═════ Document text

Unlike Trevor Rodgers at De Garde, who has developed a new mashing regime for his spontaneous ales, Block 15 goes through the traditional, laborious mashing process. “We do it with a nod to the classical beers in the sense of sweating our asses off with a turbid mash and throwing in aged hops, and letting our environment do the work.” The turbid mash is a throwback to a time when local Belgian jurisdictions taxed breweries based on the size of their mash tuns, creating an irresistible incentive to keep them as small as possible. In order to work around undersized mash tuns, breweries developed convoluted mashing systems that survive among the lambic makers—and a few Americans who prize tradition. (It also prepares a wort that will feed Brettanomcyes for months or years as the beer ages.) Turbid mash, Turbulent Consequences—now you see the reference.

══════════
═════ Extracted material

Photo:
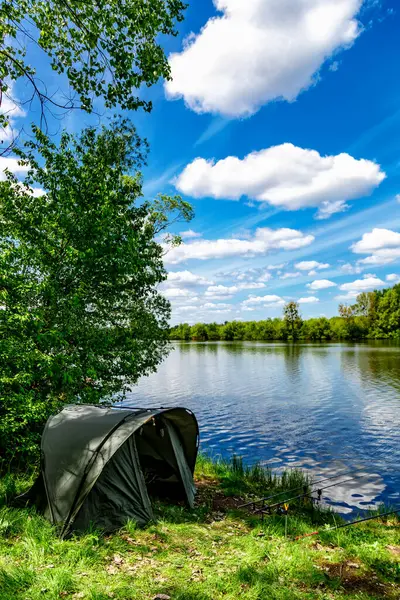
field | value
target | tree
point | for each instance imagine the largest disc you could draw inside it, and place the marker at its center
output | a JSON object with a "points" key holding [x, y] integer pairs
{"points": [[292, 318], [104, 48], [346, 311], [81, 316], [366, 305], [199, 332], [387, 322]]}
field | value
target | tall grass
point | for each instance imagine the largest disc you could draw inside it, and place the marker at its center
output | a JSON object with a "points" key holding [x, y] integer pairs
{"points": [[236, 478]]}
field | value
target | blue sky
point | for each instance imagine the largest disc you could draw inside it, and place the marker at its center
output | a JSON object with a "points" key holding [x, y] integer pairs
{"points": [[281, 127]]}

══════════

Task requirements:
1) Please retype the brewing passage from "Unlike Trevor Rodgers" up to and including "see the reference.".
2) Write what comes next in the brewing passage, starting after its final sentence.

Your written answers:
1)
Unlike Trevor Rodgers at De Garde, who has developed a new mashing regime for his spontaneous ales, Block 15 goes through the traditional, laborious mashing process. “We do it with a nod to the classical beers in the sense of sweating our asses off with a turbid mash and throwing in aged hops, and letting our environment do the work.” The turbid mash is a throwback to a time when local Belgian jurisdictions taxed breweries based on the size of their mash tuns, creating an irresistible incentive to keep them as small as possible. In order to work around undersized mash tuns, breweries developed convoluted mashing systems that survive among the lambic makers—and a few Americans who prize tradition. (It also prepares a wort that will feed Brettanomcyes for months or years as the beer ages.) Turbid mash, Turbulent Consequences—now you see the reference.

2)
Nick begins with cold water and goes through six steps of pulling off part of the mash, warming it, and returning it to the main mash. The whole ordeal takes six hours. His process of inoculation is similar to lambic-brewing, but differs in a couple ways. He lowers the temperature of the wort a bit before putting it in the coolship, and then instead of leaving it just overnight, he lets it rest for a full 24 hours. There’s a lot of mysticism associated with coolships and their placement, and I consider Block 15’s an asterisk to the whole oeuvre. Rather than elevating it and opening louvers to bring in the currents of the fresh breeze, Block 15’s coolship is down in the cellar, exposed to very little fresh air. I suppose it’s a testament to the cleanliness of the barrel room that this does not introduce any nasty microorganisms, but for whatever the reason, Nick gets gentle, balanced beer from his blend of bugs.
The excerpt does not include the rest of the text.